- **Written problem**
Quote the article about Tokyo's teens word for word, from "THE SILVER CYLINDRICAL" up to and including "LB-03 and Moussy.".

- **Excerpt**
<<<<
Monday, Oct. 11, 2004

CRACKING THE CODE OF TOKYO'S TEENS

By Jim Frederick

THE SILVER CYLINDRICAL EDIFICE OF Shibuya 109 (Ichi-maru-kyu in Japanese) shines like a beacon to Japan's teen fashionistas, who journey here every day like the faithful to a holy site. An eight-story, freewheeling, techno-pumping madhouse of 110 boutiques selling clothing, shoes and accessories, Maru Kyu, as it's popularly known, is the one-stop fashion mecca for Tokyo's high-school-girl hipsters, who not only pump billions into Japan's economy each year but also drive trends in hemlines, hair color and heel height from Singapore to Shanghai and beyond. In less than a decade, Maru Kyu has given birth to some of Japan's most potent trends, like 1999's Ego Girl Look (sleeveless tops, form-fitting skirts, 5in. platform sandals and cross pendants). And it has been the launching pad for some of the country's hippest labels, such as Coco Lulu, LB-03 and Moussy.
>>>>
- **Data excerpt**
<<<<
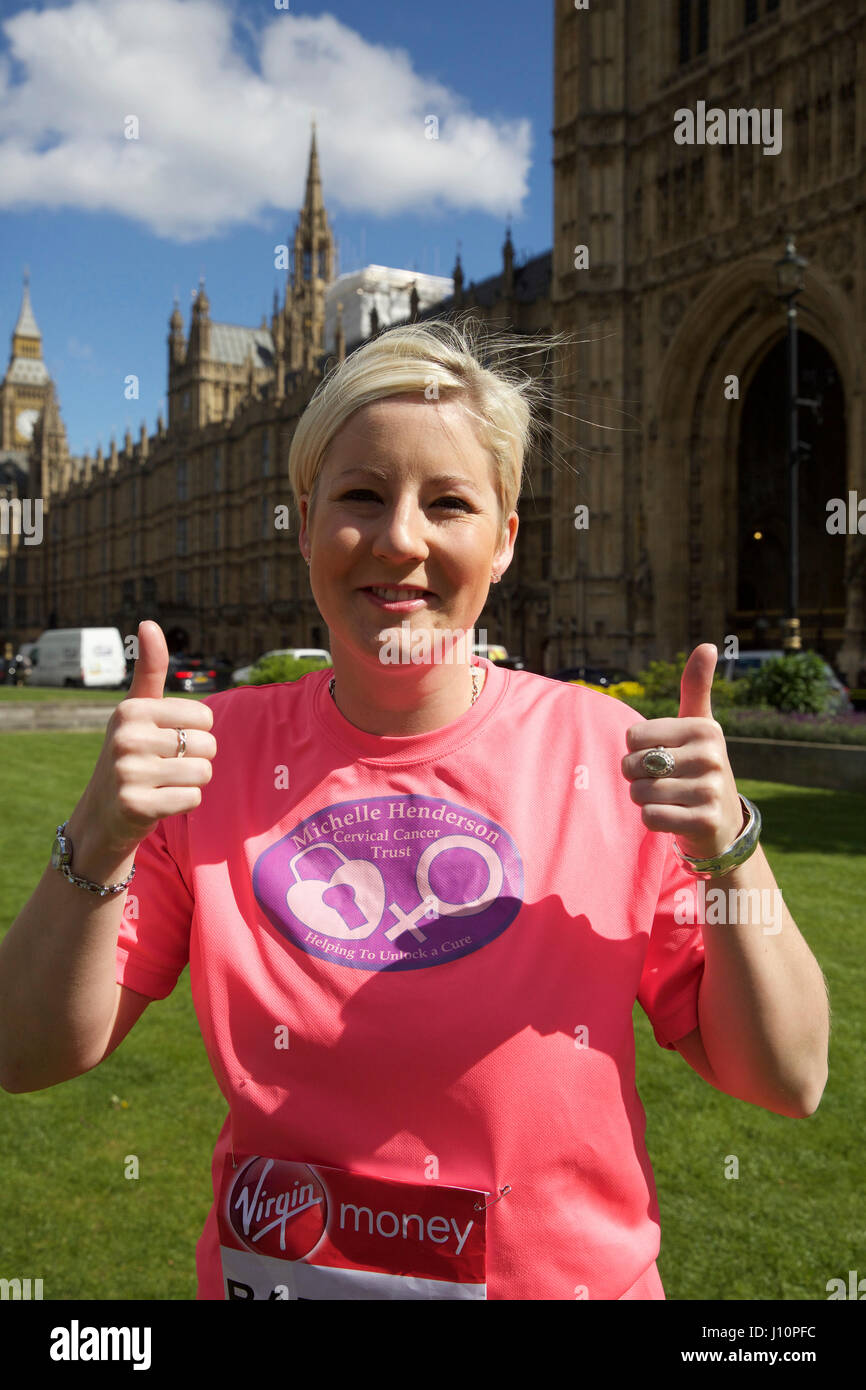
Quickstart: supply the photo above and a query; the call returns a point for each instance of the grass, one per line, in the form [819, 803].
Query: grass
>>>>
- **Output of the exercise**
THE SILVER CYLINDRICAL EDIFICE OF Shibuya 109 (Ichi-maru-kyu in Japanese) shines like a beacon to Japan's teen fashionistas, who journey here every day like the faithful to a holy site. An eight-story, freewheeling, techno-pumping madhouse of 110 boutiques selling clothing, shoes and accessories, Maru Kyu, as it's popularly known, is the one-stop fashion mecca for Tokyo's high-school-girl hipsters, who not only pump billions into Japan's economy each year but also drive trends in hemlines, hair color and heel height from Singapore to Shanghai and beyond. In less than a decade, Maru Kyu has given birth to some of Japan's most potent trends, like 1999's Ego Girl Look (sleeveless tops, form-fitting skirts, 5in. platform sandals and cross pendants). And it has been the launching pad for some of the country's hippest labels, such as Coco Lulu, LB-03 and Moussy.